**DEMANDE ÉCRITE 1:** Renvoie sans rien changer le passage du récit sur la ferme près de Cuperly qui commence par « La ferme était » et se poursuit jusqu'à « pas sur l'or. ».

**PASSAGE FOURNI:**
La ferme était située à cinq kilomètres du village de Cuperly, mais à proximité de la gare, le seul moyen de transport pour les chevaux et leur fourrage étant le chemin de fer.


Toute la famille était logée dans les locaux de cette ferme, où nous disposions d'un jardin potager, d'un poulailler, d'un clapier, mais, comme seules ressources monétaires, la solde de mon père. La Sécurité sociale n'existait pas plus que les allocations familiales. C'est dire que nous ne roulions pas sur l'or.


En ce temps, les aides de l'Etat étaient distribuées au compte-gouttes : une bourse ne s'obtenait que moyennant un concours fortement dissuasif et moi, je voulais sortir de cette condition. Je n'admettais pas cette répartition en "classes" déterminées à l'avance, où le fils semblait devoir être condamné à faire la même chose que le père, sans espoir de promotion sociale. Il fallait absolument que je fasse autre chose, ce qui paraissait bien présomptueux de ma part, dans cette société figée et rigide, qui venait tout juste de digérer la "Grande Guerre".


Nous étions cinq enfants, et je ne pouvais pas, je n'avais pas le droit,d'accaparer, pour moi seul, une partie des maigres ressources familiales.

Entrées d'annotation de contours:
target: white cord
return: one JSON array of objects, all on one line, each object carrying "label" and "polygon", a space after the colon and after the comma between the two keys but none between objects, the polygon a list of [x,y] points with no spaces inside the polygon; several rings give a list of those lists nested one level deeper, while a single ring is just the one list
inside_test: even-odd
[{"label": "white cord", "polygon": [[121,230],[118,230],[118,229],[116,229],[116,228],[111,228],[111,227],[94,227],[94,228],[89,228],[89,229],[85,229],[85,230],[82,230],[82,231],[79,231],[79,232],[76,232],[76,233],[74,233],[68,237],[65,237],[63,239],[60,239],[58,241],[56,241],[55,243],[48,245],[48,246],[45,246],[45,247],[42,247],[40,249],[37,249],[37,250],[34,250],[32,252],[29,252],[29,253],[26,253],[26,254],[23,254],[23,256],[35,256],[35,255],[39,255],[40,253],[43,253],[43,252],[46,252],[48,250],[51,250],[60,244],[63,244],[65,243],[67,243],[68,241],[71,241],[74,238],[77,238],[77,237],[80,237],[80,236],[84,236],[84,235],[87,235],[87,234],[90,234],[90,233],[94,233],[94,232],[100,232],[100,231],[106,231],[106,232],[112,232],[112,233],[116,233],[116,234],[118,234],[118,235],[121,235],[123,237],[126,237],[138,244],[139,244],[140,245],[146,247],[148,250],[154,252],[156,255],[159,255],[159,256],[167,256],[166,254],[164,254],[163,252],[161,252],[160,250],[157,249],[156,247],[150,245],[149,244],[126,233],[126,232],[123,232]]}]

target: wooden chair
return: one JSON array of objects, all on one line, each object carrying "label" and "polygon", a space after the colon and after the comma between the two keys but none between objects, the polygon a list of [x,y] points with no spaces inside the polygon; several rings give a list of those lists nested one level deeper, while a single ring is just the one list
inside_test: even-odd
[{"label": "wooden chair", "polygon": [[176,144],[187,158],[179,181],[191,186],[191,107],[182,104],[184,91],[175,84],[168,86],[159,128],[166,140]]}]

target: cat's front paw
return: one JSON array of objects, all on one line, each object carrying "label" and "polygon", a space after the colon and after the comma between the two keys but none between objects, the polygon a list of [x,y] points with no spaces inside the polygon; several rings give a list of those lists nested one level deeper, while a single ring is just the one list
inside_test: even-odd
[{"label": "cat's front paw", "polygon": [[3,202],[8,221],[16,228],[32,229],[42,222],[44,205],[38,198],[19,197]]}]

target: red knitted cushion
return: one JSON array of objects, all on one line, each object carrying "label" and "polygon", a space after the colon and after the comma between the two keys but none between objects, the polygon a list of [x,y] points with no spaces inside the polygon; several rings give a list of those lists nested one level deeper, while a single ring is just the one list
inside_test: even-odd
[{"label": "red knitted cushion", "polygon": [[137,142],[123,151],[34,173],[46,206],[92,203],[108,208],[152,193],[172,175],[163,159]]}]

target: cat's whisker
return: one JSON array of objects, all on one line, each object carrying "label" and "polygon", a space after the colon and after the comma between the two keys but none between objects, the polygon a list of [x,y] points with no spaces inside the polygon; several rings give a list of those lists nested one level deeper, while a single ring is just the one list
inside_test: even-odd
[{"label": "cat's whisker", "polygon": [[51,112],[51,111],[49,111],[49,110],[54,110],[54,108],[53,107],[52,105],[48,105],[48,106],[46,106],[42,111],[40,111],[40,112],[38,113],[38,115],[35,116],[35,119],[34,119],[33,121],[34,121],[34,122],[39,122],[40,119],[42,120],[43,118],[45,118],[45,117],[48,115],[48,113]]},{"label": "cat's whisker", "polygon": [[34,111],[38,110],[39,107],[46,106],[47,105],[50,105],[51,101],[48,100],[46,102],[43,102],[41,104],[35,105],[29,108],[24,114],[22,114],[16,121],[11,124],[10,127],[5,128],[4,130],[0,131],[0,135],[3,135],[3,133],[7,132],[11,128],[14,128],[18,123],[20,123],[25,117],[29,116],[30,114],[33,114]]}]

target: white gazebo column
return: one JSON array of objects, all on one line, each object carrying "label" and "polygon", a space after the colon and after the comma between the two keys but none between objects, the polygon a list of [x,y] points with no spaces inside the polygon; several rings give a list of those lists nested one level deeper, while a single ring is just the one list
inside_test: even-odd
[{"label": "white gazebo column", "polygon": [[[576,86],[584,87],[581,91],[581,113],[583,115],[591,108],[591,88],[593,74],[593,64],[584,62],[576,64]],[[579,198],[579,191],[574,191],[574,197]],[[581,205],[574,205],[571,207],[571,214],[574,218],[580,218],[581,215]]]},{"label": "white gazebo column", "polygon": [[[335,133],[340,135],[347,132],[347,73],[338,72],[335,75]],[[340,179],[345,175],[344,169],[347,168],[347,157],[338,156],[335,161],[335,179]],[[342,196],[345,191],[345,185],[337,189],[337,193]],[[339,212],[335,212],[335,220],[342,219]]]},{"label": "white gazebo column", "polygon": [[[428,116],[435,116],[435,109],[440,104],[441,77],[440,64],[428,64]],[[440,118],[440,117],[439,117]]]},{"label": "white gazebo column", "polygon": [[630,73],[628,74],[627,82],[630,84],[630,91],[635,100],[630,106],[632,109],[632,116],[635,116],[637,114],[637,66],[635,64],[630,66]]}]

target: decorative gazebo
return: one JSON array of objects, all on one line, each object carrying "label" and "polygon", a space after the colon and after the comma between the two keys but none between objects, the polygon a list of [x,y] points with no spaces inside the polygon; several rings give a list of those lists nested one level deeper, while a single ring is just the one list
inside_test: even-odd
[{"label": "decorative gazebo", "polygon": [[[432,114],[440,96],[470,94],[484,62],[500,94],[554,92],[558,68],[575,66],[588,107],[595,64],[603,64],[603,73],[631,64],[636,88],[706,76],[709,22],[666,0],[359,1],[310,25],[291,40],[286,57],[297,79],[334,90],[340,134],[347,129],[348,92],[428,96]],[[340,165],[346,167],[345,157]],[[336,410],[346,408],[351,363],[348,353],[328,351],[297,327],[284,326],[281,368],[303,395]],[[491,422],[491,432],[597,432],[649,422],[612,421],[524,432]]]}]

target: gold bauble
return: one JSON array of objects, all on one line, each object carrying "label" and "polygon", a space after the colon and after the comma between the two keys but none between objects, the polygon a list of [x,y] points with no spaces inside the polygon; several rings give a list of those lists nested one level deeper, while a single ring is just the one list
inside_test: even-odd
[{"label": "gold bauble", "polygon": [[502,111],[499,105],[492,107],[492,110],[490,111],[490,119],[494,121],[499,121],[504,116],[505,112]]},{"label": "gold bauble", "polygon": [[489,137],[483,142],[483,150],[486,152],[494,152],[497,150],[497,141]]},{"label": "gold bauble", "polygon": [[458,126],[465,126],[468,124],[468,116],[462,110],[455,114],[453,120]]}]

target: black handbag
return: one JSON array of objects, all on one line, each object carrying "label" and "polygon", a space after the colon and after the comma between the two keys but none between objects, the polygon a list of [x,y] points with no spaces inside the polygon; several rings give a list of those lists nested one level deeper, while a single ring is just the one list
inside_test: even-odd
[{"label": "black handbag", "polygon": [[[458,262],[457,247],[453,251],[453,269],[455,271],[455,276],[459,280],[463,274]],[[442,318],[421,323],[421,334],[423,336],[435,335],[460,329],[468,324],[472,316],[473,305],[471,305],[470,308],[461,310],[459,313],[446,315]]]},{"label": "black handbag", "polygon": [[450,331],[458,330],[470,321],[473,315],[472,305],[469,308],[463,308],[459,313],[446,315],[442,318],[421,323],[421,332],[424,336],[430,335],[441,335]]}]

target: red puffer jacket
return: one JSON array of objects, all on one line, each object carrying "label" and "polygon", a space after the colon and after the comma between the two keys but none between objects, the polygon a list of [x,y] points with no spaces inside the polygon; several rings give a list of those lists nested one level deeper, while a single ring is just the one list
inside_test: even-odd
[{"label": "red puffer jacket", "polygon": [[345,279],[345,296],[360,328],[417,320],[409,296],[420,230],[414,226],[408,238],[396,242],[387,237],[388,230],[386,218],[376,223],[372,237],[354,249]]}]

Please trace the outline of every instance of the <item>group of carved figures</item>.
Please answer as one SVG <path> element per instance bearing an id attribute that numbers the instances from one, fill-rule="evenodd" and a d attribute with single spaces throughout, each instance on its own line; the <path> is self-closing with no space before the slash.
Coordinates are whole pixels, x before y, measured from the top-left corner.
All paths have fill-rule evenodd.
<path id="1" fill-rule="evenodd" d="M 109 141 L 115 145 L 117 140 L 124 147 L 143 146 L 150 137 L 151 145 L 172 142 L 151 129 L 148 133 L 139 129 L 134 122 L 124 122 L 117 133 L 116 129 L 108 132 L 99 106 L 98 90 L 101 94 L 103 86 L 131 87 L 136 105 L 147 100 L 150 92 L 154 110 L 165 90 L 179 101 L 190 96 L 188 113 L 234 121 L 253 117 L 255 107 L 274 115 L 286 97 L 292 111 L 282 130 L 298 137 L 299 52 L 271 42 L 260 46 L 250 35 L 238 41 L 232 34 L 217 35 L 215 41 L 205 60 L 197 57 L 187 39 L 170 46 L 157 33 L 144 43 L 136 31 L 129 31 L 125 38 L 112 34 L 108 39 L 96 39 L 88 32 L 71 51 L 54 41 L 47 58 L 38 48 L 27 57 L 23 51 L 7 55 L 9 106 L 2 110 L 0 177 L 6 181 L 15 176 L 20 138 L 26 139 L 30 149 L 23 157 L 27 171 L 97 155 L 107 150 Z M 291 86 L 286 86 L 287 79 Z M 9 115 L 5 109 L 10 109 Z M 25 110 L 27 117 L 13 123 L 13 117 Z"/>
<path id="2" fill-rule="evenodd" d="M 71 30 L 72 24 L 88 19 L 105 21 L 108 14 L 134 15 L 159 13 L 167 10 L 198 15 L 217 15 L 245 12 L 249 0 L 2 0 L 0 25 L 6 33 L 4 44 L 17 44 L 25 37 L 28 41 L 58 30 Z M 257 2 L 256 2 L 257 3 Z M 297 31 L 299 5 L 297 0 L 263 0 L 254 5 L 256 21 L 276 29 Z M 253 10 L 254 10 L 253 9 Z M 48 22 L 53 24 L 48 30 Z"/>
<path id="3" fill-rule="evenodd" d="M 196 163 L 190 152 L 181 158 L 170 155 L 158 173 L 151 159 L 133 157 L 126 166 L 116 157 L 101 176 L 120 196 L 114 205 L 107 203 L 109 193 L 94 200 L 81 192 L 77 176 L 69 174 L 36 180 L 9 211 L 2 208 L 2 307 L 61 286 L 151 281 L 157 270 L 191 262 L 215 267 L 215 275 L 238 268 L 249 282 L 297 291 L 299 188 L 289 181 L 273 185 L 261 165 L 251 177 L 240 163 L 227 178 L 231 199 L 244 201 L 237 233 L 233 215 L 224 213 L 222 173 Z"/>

**DEMANDE ÉCRITE 2:** Dans les entrées, reformule en liste JSON de chaînes les lignes qui vont de celle contenant « Please trace the » jusqu'à celle contenant « All paths have fill-rule evenodd. », ces deux lignes comprises. Donne une chaîne par ligne et laisse de côté les lignes vides.

**RÉSULTAT 1:**
La ferme était située à cinq kilomètres du village de Cuperly, mais à proximité de la gare, le seul moyen de transport pour les chevaux et leur fourrage étant le chemin de fer.


Toute la famille était logée dans les locaux de cette ferme, où nous disposions d'un jardin potager, d'un poulailler, d'un clapier, mais, comme seules ressources monétaires, la solde de mon père. La Sécurité sociale n'existait pas plus que les allocations familiales. C'est dire que nous ne roulions pas sur l'or.

**RÉSULTAT 2:**
[
  "Please trace the outline of every instance of the <item>group of carved figures</item>.",
  "Please answer as one SVG <path> element per instance bearing an id attribute that numbers the instances from one, fill-rule=\"evenodd\" and a d attribute with single spaces throughout, each instance on its own line; the <path> is self-closing with no space before the slash.",
  "Coordinates are whole pixels, x before y, measured from the top-left corner.",
  "All paths have fill-rule evenodd."
]